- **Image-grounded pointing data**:
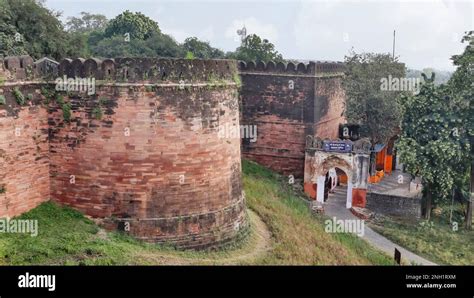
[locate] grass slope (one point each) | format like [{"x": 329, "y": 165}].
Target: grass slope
[
  {"x": 288, "y": 234},
  {"x": 433, "y": 240}
]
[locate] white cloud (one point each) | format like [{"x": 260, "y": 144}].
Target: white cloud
[
  {"x": 253, "y": 26},
  {"x": 428, "y": 32}
]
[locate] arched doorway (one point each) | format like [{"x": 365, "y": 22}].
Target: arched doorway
[{"x": 353, "y": 162}]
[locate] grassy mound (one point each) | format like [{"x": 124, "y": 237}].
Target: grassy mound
[{"x": 284, "y": 232}]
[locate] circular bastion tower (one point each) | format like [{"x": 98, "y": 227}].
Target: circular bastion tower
[{"x": 141, "y": 149}]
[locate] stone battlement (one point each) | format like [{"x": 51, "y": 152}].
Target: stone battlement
[
  {"x": 154, "y": 70},
  {"x": 311, "y": 68}
]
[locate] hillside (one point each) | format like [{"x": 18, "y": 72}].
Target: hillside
[{"x": 283, "y": 232}]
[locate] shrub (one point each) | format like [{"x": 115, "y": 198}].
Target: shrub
[{"x": 20, "y": 99}]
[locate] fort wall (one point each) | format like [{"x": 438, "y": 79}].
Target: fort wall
[
  {"x": 287, "y": 102},
  {"x": 142, "y": 153}
]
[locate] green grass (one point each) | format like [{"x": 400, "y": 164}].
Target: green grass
[
  {"x": 289, "y": 234},
  {"x": 299, "y": 236},
  {"x": 435, "y": 240}
]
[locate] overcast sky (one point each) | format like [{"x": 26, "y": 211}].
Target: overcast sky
[{"x": 427, "y": 32}]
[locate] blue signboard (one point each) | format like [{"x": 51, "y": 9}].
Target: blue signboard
[{"x": 337, "y": 146}]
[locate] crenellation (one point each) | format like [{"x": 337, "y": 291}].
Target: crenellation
[{"x": 142, "y": 147}]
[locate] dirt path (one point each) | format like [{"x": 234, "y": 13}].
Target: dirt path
[
  {"x": 256, "y": 247},
  {"x": 335, "y": 207}
]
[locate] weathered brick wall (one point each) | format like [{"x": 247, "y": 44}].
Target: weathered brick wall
[
  {"x": 142, "y": 153},
  {"x": 329, "y": 106},
  {"x": 287, "y": 103},
  {"x": 394, "y": 205},
  {"x": 24, "y": 151}
]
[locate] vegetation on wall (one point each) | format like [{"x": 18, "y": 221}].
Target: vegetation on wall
[
  {"x": 19, "y": 97},
  {"x": 377, "y": 112}
]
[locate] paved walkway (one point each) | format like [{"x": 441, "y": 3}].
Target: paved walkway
[
  {"x": 336, "y": 207},
  {"x": 397, "y": 183}
]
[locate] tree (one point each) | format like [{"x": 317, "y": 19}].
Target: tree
[
  {"x": 137, "y": 25},
  {"x": 86, "y": 23},
  {"x": 158, "y": 45},
  {"x": 434, "y": 143},
  {"x": 376, "y": 111},
  {"x": 462, "y": 82},
  {"x": 201, "y": 49},
  {"x": 254, "y": 48},
  {"x": 27, "y": 27}
]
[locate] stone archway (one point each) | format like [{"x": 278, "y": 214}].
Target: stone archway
[{"x": 352, "y": 158}]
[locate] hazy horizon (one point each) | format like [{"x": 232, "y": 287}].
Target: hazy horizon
[{"x": 428, "y": 33}]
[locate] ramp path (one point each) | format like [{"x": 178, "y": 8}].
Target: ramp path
[{"x": 335, "y": 206}]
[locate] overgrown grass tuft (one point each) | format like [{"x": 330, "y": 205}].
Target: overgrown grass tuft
[
  {"x": 435, "y": 240},
  {"x": 289, "y": 235},
  {"x": 299, "y": 236}
]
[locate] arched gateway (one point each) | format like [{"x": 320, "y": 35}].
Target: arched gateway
[{"x": 351, "y": 157}]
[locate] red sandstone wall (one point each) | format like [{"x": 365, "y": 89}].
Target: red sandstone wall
[
  {"x": 152, "y": 165},
  {"x": 172, "y": 172},
  {"x": 24, "y": 153},
  {"x": 285, "y": 116},
  {"x": 279, "y": 113},
  {"x": 329, "y": 107}
]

- **Assignment**: Please write out the lines that run from the one with "[locate] arched gateway" to the end of the records, both included, exactly as they appear.

- **Task solution**:
[locate] arched gateway (one point each) | format like [{"x": 320, "y": 35}].
Target: arched gateway
[{"x": 351, "y": 157}]
[locate] red sandstone wall (one point each) | format like [{"x": 365, "y": 89}].
Target: red sandstone wall
[
  {"x": 152, "y": 165},
  {"x": 172, "y": 172},
  {"x": 24, "y": 153},
  {"x": 285, "y": 116},
  {"x": 279, "y": 113},
  {"x": 329, "y": 107}
]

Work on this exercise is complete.